The franchise business model is based on a successful business model of another firm. The franchisor gets to avoid the liability of building other stores and further investment to continue the distribution of its goods and services to its consumers while the franchisee benefits from the success of the franchisor (Santa Clara University, 2016). The franchisee makes more profits than a direct employer because a franchisee has direct shares in the business venture. KFC is an example of a business that has adopted the franchising business model. The company which is global operates on both company-owned and franchises across the world. In the United States, only 12 percent of the company’s outlets are company-owned (Bell & Shelman, 2016). The rest of the outlets in the United States are franchised. The franchise business model is a collaborative effort which benefits both the franchisee and the franchisor.
The franchising business model is a collaboration for growth for both the franchisee and the franchisor. Franchisors are adopting the franchising business model to bring their customers quality and consistent experience to the end customer at a cheaper cost (Mourdoukoutas, 2013). The franchisor should offer the franchisee adequate support and knowledge on the business concept. Real estate is an expensive venture which interferes with the growth of many companies. Collaborative efforts between the franchisor and the franchisee help the franchisor to eliminate this barrier to entry, especially in new markets. The model offers the franchisor the chance to make profits higher than those offered by market levels.
There are certain disadvantages to this business model for the franchisor. Conflicts are common and might escalate in the absence of a perfect conflict resolution mechanism. The franchisor also runs the risk of their brands being counterfeited (Santa Clara University, 2016). Franchisors are also faced with the challenge of not understanding all the tastes and preferences, especially in a foreign market. Most franchisors run the risk of losing their brand value in the collaborative effort.
There are many factors that determine the eligibility of potential entrepreneurs to become franchisees. The franchisee should be financially strong to handle the financial requirement of the franchise. The franchisee is expected to provide the franchisor with the rental space for the franchisor to use as an outlet for the business (Santa Clara University, 2016). The franchisee profits from the success of the business model. Franchisors such as KFC are successful businesses which have established their brands across the world. The franchisee bears the financial burden of the business while the franchisor takes care of operational processes in the outlet. The franchisee is expected to be aware of the customers’ preferences in tastes in the local market. The franchisor is responsible for the training of the staff according to the new consumer brands (Bell & Shelman, 2016). Franchisees enjoy great financial benefits from the collaborative effort. Conflict often arises from the lack of financial support when compared to the operational support offered by the franchisor. Most franchisees are satisfied, and the few who are not fully satisfied remain in the business relationship for the financial returns.

* [DATA EXTRACT]:
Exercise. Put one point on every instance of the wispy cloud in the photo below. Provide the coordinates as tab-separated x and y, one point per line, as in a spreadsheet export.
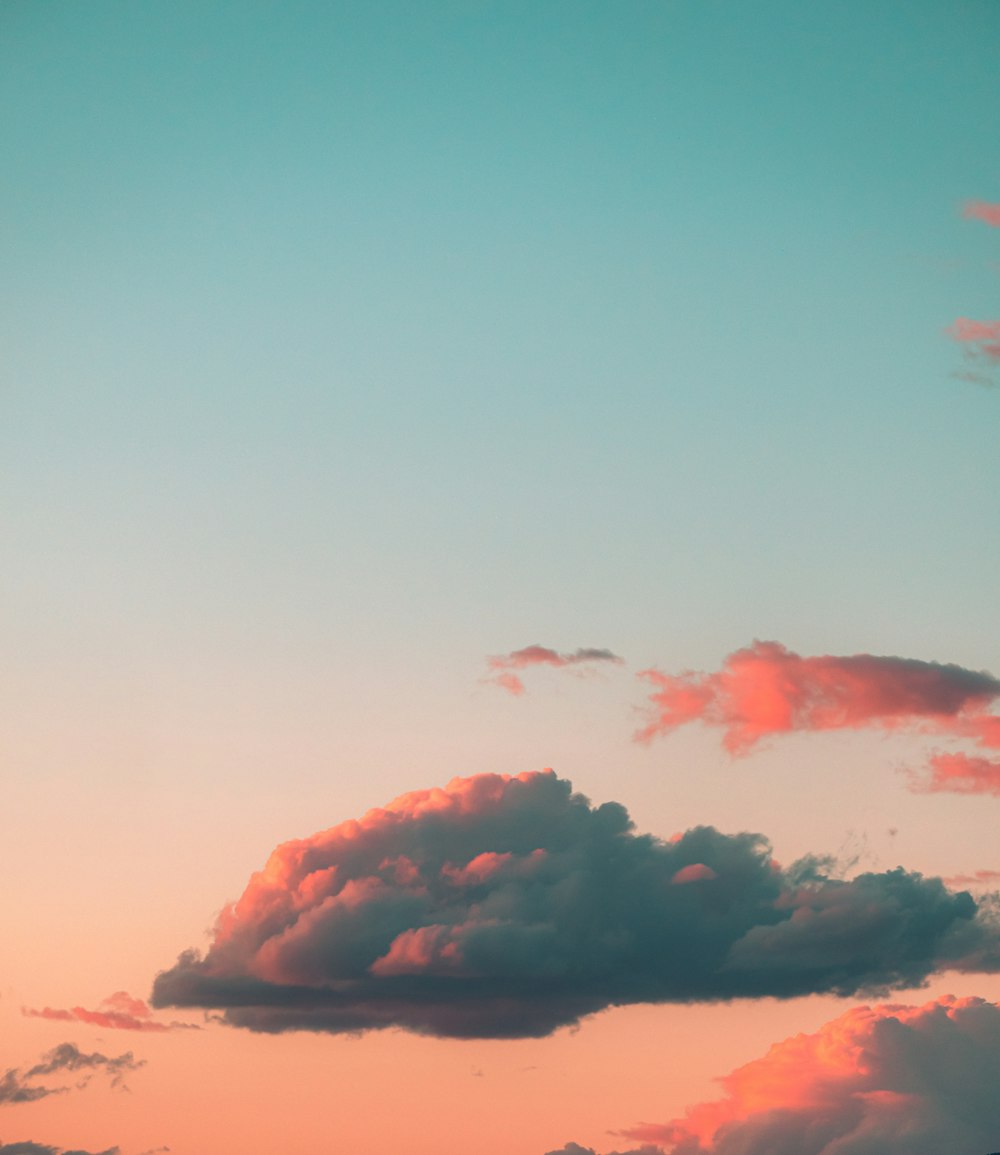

* [EXERCISE REQUIREMENTS]:
Rewrite the franchising passage from "There are certain" up to and including "in the collaborative effort.", swapping "counterfeited" for "imitated". The material here was drawn from a separate source and has no connection to the franchising passage.

* [EXERCISE RESULT]:
There are certain disadvantages to this business model for the franchisor. Conflicts are common and might escalate in the absence of a perfect conflict resolution mechanism. The franchisor also runs the risk of their brands being imitated (Santa Clara University, 2016). Franchisors are also faced with the challenge of not understanding all the tastes and preferences, especially in a foreign market. Most franchisors run the risk of losing their brand value in the collaborative effort.